THE RECORDS section start
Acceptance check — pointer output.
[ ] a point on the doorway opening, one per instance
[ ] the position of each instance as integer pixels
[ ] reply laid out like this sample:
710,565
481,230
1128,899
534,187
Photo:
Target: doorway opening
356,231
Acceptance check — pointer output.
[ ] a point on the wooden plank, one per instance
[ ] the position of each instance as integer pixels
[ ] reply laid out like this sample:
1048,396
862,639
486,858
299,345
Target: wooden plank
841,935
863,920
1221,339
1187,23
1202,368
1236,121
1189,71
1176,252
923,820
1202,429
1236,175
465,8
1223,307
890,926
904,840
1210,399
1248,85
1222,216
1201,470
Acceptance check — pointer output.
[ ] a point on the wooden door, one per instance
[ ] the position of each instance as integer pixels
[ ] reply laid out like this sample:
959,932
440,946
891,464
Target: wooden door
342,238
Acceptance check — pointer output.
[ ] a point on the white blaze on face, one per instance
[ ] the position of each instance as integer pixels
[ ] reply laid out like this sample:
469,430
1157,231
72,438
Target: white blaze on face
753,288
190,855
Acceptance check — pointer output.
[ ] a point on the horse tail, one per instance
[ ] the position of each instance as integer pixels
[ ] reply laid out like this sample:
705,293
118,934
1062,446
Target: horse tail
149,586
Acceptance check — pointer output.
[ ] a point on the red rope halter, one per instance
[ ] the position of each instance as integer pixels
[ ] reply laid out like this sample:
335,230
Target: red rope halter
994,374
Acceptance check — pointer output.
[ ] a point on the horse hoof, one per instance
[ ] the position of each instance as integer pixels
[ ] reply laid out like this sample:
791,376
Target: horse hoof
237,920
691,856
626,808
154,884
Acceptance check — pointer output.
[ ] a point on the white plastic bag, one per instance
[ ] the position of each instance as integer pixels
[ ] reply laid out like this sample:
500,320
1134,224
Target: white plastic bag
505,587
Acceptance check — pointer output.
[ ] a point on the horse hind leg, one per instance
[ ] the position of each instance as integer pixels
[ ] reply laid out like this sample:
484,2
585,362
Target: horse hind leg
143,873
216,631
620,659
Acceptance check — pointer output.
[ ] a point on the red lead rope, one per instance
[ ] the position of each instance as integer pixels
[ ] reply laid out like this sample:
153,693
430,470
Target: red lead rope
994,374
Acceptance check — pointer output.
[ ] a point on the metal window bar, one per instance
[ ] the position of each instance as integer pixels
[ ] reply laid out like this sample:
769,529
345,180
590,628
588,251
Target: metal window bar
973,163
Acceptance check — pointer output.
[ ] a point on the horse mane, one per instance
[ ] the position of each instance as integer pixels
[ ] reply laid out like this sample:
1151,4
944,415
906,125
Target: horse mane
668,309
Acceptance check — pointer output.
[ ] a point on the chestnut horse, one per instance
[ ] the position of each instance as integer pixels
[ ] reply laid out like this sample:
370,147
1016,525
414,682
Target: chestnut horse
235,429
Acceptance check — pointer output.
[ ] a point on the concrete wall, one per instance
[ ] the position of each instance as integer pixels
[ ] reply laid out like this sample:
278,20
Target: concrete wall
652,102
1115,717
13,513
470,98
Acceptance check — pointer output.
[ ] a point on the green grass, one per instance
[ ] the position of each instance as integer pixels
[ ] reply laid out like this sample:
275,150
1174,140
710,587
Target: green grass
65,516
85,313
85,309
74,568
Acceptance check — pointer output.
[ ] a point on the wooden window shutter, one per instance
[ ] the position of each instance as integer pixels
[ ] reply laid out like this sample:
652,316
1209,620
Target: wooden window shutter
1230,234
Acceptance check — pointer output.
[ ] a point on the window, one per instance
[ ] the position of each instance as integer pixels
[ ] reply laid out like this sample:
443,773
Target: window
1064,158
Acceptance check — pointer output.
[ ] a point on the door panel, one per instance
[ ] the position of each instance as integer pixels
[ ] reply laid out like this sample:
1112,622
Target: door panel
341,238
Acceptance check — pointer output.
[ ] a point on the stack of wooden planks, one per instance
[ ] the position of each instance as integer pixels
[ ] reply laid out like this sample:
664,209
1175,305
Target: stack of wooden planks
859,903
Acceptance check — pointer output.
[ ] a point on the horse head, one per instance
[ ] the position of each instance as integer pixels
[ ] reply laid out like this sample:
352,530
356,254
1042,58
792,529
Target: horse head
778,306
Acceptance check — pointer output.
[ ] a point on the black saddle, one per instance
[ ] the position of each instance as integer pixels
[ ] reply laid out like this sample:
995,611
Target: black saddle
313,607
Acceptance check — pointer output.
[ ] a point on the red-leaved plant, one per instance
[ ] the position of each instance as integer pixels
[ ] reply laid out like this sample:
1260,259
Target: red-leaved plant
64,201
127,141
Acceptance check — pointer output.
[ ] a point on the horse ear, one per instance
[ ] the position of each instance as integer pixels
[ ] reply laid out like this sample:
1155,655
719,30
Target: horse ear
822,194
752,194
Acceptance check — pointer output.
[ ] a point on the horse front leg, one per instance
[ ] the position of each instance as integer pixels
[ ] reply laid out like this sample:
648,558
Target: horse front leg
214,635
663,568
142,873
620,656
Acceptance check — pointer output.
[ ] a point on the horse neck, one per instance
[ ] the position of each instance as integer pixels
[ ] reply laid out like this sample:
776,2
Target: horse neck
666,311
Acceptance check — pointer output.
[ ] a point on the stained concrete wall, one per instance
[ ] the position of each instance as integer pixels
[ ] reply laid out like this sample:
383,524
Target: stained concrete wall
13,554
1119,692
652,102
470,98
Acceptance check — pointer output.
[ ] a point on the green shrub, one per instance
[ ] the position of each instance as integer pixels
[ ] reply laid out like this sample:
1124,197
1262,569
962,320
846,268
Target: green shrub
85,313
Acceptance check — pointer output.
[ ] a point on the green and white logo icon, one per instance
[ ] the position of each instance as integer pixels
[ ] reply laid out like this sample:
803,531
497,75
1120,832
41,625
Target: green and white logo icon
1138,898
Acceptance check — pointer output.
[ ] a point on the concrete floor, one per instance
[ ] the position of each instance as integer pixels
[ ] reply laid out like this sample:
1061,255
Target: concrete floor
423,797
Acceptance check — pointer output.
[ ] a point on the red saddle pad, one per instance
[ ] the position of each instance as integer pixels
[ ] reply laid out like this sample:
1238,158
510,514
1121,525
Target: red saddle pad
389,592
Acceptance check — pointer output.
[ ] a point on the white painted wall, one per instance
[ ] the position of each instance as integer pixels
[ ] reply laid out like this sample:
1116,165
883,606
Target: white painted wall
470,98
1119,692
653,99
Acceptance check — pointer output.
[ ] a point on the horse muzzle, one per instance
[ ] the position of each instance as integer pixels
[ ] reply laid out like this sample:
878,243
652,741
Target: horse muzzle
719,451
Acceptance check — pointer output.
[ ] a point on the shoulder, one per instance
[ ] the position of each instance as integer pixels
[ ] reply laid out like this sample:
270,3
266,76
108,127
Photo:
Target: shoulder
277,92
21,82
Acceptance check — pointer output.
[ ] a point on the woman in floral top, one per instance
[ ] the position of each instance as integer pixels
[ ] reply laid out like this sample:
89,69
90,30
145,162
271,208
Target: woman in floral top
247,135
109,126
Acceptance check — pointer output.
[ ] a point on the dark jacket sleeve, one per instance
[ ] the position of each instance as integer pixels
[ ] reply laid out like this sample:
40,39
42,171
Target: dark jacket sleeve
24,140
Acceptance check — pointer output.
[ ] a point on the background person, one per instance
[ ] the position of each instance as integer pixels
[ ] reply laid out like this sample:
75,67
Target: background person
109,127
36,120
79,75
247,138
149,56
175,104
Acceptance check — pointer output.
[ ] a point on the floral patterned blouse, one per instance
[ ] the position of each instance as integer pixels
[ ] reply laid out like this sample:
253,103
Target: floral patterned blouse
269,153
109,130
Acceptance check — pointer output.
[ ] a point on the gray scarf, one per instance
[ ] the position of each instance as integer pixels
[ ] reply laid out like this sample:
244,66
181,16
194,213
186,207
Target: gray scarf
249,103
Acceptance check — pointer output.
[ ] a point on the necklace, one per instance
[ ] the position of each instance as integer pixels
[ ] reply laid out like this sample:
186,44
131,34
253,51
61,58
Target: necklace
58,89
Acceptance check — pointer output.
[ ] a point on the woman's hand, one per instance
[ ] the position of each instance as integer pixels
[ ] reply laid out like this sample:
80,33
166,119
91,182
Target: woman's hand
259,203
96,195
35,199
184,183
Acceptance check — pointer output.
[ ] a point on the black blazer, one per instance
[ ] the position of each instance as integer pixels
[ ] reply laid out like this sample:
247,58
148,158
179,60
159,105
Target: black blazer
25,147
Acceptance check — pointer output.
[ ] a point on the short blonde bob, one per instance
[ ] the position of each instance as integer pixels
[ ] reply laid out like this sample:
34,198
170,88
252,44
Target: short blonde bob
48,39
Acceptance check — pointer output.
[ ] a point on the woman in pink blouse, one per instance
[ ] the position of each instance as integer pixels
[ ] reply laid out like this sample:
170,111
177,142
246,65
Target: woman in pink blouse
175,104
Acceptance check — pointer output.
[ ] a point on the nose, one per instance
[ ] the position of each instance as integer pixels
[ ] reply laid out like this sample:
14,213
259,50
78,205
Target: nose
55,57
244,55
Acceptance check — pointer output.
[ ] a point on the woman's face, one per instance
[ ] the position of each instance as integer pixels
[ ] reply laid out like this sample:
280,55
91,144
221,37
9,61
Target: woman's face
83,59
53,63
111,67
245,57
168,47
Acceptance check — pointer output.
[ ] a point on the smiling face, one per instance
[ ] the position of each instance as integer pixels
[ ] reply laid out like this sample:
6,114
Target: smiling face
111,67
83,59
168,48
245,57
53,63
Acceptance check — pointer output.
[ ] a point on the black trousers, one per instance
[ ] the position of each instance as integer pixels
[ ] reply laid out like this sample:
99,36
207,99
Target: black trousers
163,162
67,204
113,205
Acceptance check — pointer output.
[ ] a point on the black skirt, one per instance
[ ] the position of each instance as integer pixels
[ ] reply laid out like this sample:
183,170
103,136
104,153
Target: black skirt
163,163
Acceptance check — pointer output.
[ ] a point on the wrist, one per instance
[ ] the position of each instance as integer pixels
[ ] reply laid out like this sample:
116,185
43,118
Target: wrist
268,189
THE RECORDS section end
> **ASSIGNMENT**: Among the entries above, copy exactly only the lines starting with the one containing "Target: green and white logo icon" and going through the one containing "[ ] a point on the floral", both ends included.

> **TASK OUTPUT**:
Target: green and white logo icon
1138,898
Acceptance check — pointer output.
[ ] a point on the concrete floor, one per instance
[ ] the position of each instance as integer pixels
[ ] reply laid out like this sample:
1061,255
Target: concrete floor
423,797
Acceptance check — pointer output.
[ ] a point on the red saddle pad, one per instance
[ ] the position of each instance as integer pixels
[ ] reply laid out like this sample:
1238,158
510,514
1121,525
Target: red saddle pad
389,592
Acceptance check — pointer output.
[ ] a point on the white painted wall, one per instance
[ ] the position of each instance as integer pixels
[ ] reply laid out like this sample:
1116,165
883,606
Target: white painted wall
470,98
1119,692
653,99
Acceptance check — pointer output.
[ ] a point on the horse muzzle, one per instance
[ ] the position of each instance as integer pixels
[ ] reply laid out like this sample:
878,243
652,741
Target: horse muzzle
719,451
Acceptance check — pointer output.
[ ] a point on the shoulder, one per instance
[ ] the position of each instance as integer pixels
[ ] reply laid out like this sample:
270,3
266,76
108,127
Photo:
Target: shoulder
277,92
21,82
Acceptance check — pointer output.
[ ] a point on the woman in floral top, one per instance
[ ] the position of each instance as integer pixels
[ ] reply laid out like this sample:
89,69
90,30
145,162
271,208
Target: woman in floral top
247,135
109,126
Acceptance check — pointer output.
[ ] a point on the dark jacket sleeve, one per instance
[ ] the position of each instance as integer pixels
[ ] reply laid out like this sample:
40,39
42,171
Target: dark jacket sleeve
24,140
Acceptance check — pointer output.
[ ] a point on the background person, one per instance
[ ] the position of each instance as integer pixels
[ ] reply laid out like this sample:
75,67
Target: background person
109,127
36,120
79,75
247,138
149,56
175,104
Acceptance check — pointer output.
[ ] a point on the floral patterned blouse, one per instance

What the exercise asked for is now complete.